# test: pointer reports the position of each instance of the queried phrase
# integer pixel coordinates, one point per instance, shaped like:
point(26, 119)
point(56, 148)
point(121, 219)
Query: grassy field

_GIVEN EXERCISE_:
Can you change "grassy field" to "open meadow" in the data above and reproduce it with every other line kept as is?

_TASK RESPONSE_:
# test: pointer reports the position of each instance of the queried phrase
# integer pixel coordinates, one point per instance, shaped like:
point(26, 119)
point(56, 148)
point(121, 219)
Query: open meadow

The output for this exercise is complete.